**Problem statement**
Exactly as they stand, set down the following records once more.

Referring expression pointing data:
···

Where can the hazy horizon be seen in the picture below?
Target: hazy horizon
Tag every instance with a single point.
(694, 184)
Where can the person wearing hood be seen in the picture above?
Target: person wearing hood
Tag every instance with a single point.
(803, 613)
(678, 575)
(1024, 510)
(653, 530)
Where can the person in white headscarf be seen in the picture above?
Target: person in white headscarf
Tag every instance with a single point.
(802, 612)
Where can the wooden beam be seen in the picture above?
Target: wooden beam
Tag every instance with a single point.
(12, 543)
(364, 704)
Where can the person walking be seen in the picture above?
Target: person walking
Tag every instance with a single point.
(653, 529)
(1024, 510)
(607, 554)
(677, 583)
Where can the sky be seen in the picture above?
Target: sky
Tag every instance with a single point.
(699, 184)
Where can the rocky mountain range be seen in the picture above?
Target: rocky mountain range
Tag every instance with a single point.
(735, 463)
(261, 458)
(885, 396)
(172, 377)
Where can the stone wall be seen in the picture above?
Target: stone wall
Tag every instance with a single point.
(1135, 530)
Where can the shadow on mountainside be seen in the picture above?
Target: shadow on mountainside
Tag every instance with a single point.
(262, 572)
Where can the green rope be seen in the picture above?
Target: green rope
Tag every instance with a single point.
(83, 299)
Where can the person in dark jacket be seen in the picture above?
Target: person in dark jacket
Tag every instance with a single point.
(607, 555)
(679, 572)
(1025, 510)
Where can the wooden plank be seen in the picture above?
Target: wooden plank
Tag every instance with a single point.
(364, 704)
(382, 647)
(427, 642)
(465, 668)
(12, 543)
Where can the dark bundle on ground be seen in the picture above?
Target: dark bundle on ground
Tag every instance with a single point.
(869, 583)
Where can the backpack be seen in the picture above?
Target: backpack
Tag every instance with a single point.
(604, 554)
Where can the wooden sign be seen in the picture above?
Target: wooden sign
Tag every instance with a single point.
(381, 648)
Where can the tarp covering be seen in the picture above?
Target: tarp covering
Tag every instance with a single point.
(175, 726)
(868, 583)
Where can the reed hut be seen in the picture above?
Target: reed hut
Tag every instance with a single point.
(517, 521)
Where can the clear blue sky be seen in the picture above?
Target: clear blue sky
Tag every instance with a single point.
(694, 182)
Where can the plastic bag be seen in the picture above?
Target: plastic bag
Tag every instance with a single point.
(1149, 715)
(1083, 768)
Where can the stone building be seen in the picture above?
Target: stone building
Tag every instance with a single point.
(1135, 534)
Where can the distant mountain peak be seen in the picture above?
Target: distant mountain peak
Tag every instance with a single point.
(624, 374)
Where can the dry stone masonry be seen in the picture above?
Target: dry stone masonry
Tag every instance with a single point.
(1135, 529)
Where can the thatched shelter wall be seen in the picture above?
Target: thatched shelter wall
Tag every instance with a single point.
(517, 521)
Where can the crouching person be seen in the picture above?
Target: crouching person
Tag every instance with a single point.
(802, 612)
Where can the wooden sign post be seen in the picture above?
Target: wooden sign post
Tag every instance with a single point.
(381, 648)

···

**Written response**
Where can the hazy horizon be seen in the picture below?
Target: hazy horizon
Tag every instance with a single point.
(694, 184)
Where can the person wearing hood be seen in the picture above?
Target: person wearing hood
Tag every instance with a single point.
(803, 613)
(678, 575)
(1024, 510)
(653, 530)
Where can the person in white headscarf be seen in the picture above?
Target: person in white headscarf
Tag every instance with a single point.
(802, 612)
Where can the wooden beam be seen in the picture above?
Target: wooden beam
Tag every instance with a single point.
(12, 543)
(364, 704)
Where can the person walking be seen in the picture above?
Target: person walking
Tag every instance with a single point.
(653, 529)
(1024, 510)
(607, 554)
(677, 583)
Where can the sky be seen in the picture above?
Target: sky
Tag every instance with a single point.
(699, 184)
Where can the rocky mountain range be seen in the picture above?
Target: rocky mountain range
Tag every instance with a single point.
(735, 463)
(261, 458)
(885, 396)
(172, 377)
Where can the stone wall be seen in the picture above?
Target: stone wall
Tag every instance with a single point.
(1135, 530)
Where can the shadow on mountainside be seen in the picture above?
Target: shadow on mountainside
Tag every instance with a single point.
(262, 572)
Where can the green rope be seen in the picture above?
Target: green rope
Tag every instance with a single point.
(83, 299)
Where can the person in dark jacket be seen in the picture above?
Target: person in dark jacket
Tag every instance with a single point.
(607, 555)
(679, 572)
(1025, 510)
Where can the wooden plank be seen in the picture above?
Target: wooden plank
Tag every instance with a single point.
(364, 704)
(382, 647)
(427, 642)
(465, 668)
(12, 543)
Where can the dark bundle on ground be seen in the picture above?
Target: dark bundle on ground
Tag every instance with a single point.
(869, 583)
Where can the backpack be seen in the picture above?
Target: backpack
Tag every instance with a single point.
(604, 554)
Where can the wooden sign be seen in the picture above?
Target: wooden sign
Tag every instance with a single point.
(381, 648)
Where can the tarp covering be seen in the picture above?
Target: tarp covering
Tag every instance with a single point.
(175, 726)
(868, 583)
Where can the reed hut be seen in the picture above?
Target: reed hut
Tag every instance with a single point.
(517, 521)
Where can the clear blue sky be seen in the picture above?
Target: clear blue sky
Tag every instance with a single point.
(694, 182)
Where can the plastic bag be seen in the picture above?
Target: plastic bag
Tag every instance with a single point.
(1149, 715)
(1083, 768)
Where can the stone building be seen in the picture above?
Target: stone building
Tag every instance with a single point.
(1135, 534)
Where can the distant mountain peak be seen in the picture above?
Target: distant mountain peak
Tag every instance with a single point.
(624, 374)
Where can the dry stone masonry be seen in the picture above?
Target: dry stone masonry
Tag every instance with a single point.
(1135, 529)
Where can the thatched shelter wall be seen in the picture above?
Target: thatched shelter wall
Tag every instance with a single point.
(517, 521)
Where can the crouching person be seen in the picture above?
Target: crouching person
Tag every instance with a single point.
(802, 612)
Where can the wooden sign post be seen in the picture above?
Target: wooden sign post
Tag every instance with a single point.
(381, 648)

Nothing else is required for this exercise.